PROBLEM DESCRIPTION:
From the first line to the last, reproduce the records exactly as they appear below.

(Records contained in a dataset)
-- Opening Marker --

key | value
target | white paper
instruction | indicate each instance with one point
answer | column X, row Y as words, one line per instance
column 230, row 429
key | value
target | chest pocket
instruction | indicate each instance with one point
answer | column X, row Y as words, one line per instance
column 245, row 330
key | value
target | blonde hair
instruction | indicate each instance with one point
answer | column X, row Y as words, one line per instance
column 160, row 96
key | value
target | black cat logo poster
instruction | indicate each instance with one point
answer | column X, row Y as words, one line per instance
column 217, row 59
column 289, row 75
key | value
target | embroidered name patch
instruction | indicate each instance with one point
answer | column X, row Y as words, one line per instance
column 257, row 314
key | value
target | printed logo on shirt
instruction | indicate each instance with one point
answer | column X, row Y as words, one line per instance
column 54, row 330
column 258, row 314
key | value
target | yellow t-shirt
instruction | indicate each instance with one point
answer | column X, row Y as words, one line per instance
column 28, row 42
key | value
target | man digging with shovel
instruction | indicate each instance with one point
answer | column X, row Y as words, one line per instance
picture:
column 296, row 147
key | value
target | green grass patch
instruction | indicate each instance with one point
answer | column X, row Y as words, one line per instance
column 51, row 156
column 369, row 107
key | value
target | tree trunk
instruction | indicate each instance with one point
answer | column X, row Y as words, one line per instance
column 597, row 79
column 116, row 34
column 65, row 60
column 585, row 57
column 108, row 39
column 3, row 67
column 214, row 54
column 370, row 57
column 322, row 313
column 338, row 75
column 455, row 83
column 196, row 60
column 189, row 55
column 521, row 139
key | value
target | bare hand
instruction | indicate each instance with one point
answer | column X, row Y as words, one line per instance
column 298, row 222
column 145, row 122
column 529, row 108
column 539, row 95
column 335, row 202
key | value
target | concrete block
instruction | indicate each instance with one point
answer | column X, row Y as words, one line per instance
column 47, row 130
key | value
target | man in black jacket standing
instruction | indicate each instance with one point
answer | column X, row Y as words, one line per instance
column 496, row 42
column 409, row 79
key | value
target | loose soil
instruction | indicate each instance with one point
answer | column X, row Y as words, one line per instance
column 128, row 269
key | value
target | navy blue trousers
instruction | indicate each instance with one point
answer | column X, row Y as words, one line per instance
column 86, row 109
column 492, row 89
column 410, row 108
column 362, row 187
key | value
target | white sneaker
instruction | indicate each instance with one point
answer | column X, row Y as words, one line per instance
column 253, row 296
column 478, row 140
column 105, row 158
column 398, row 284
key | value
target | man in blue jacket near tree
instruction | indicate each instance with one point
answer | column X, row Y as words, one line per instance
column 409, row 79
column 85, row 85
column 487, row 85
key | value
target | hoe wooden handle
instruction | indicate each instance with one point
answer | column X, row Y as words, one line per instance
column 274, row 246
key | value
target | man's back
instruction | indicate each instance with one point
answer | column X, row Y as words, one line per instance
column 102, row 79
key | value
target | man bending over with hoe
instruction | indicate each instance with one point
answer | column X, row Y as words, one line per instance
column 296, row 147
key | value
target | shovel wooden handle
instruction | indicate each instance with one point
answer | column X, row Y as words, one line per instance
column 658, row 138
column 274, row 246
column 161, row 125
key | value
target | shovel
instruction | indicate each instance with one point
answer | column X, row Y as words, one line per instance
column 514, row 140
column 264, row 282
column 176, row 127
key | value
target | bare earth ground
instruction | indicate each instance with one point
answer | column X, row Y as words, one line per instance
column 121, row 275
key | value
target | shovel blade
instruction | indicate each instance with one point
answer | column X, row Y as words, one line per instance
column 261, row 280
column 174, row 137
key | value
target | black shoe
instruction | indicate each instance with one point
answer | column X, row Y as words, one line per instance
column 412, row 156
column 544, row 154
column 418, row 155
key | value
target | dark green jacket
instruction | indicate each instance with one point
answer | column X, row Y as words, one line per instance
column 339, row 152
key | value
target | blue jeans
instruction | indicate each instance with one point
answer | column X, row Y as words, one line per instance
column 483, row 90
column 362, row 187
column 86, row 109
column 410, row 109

-- Closing Marker --

RESPONSE BELOW:
key | value
target | white paper
instruction | indicate each instance with one point
answer | column X, row Y as words, one line per instance
column 230, row 429
key | value
target | chest pocket
instruction | indicate each instance with one point
answer | column X, row Y as words, one line per instance
column 245, row 330
key | value
target | blonde hair
instruction | indicate each instance with one point
answer | column X, row Y as words, one line per instance
column 160, row 96
key | value
target | black cat logo poster
instruction | indicate each instance with one point
answer | column X, row Y as words, one line per instance
column 217, row 59
column 289, row 75
key | value
target | embroidered name patch
instruction | indicate each instance with one point
answer | column X, row Y as words, one line per instance
column 257, row 314
key | value
target | printed logo on shirt
instruction | indicate each instance with one point
answer | column X, row Y as words, one line per instance
column 54, row 330
column 258, row 314
key | value
target | yellow t-shirt
instruction | indicate each instance with one point
answer | column X, row Y as words, one line per instance
column 28, row 42
key | value
target | man digging with shovel
instruction | indicate each instance with one point
answer | column X, row Y as words, one line per instance
picture:
column 296, row 147
key | value
target | green grass patch
instruction | indicate each instance with one point
answer | column X, row Y as words, one line per instance
column 51, row 156
column 369, row 107
key | value
target | tree trunk
instruction | indicate each instance with one point
answer | column X, row Y as words, one line per instance
column 597, row 79
column 116, row 34
column 65, row 60
column 585, row 57
column 108, row 39
column 3, row 67
column 214, row 54
column 370, row 57
column 322, row 313
column 338, row 75
column 455, row 83
column 196, row 60
column 189, row 55
column 521, row 139
key | value
target | bare hand
instruction | indicate each instance with one point
answer | column X, row Y as words, one line per instance
column 298, row 222
column 145, row 122
column 529, row 108
column 539, row 95
column 335, row 202
key | value
target | concrete block
instruction | indicate each instance with one point
answer | column X, row Y as words, one line per instance
column 47, row 130
key | value
target | man in black jacket standing
instruction | indicate each instance with one point
answer | column X, row Y as words, one line per instance
column 496, row 42
column 409, row 79
key | value
target | loose soil
instruction | indicate each instance with one point
answer | column X, row Y as words, one line per instance
column 128, row 269
key | value
target | navy blue trousers
instruction | indicate each instance with one point
answer | column X, row Y as words, one line per instance
column 86, row 109
column 492, row 89
column 410, row 108
column 362, row 187
key | value
target | white sneaker
instruction | indicate each instance with one point
answer | column X, row Y as words, one line per instance
column 253, row 296
column 478, row 140
column 105, row 158
column 398, row 284
key | value
target | man in blue jacket near tree
instruction | indicate each instance with one point
answer | column X, row Y as words, one line per instance
column 409, row 79
column 85, row 85
column 487, row 85
key | value
target | hoe wooden handle
instruction | indicate each instance with one point
answer | column X, row Y as words, one line per instance
column 274, row 246
key | value
target | man's back
instruction | indicate each instance with one point
answer | column X, row Y as words, one line per instance
column 102, row 79
key | value
target | man bending over with hoe
instruction | indicate each instance with one point
answer | column X, row Y as words, one line per instance
column 296, row 147
key | value
target | shovel wooden handle
instruction | indicate each instance with one point
answer | column X, row Y as words, one line per instance
column 658, row 138
column 274, row 246
column 161, row 125
key | value
target | shovel
instruction | indicate each instance with one point
answer | column X, row Y as words, one line per instance
column 514, row 140
column 264, row 282
column 176, row 127
key | value
target | bare earth ground
instruction | indicate each instance with one point
answer | column X, row Y as words, one line per instance
column 121, row 275
key | value
target | shovel blade
instruction | indicate each instance with one point
answer | column X, row Y as words, one line per instance
column 261, row 280
column 174, row 137
key | value
target | black shoe
instruction | indicate each instance with one point
answer | column X, row Y as words, one line per instance
column 412, row 156
column 544, row 154
column 418, row 155
key | value
target | dark green jacket
instruction | indicate each instance with one point
answer | column X, row Y as words, one line per instance
column 339, row 152
key | value
target | blue jeans
instruction | indicate each instance with one point
answer | column X, row Y as words, one line per instance
column 483, row 90
column 362, row 187
column 86, row 109
column 410, row 109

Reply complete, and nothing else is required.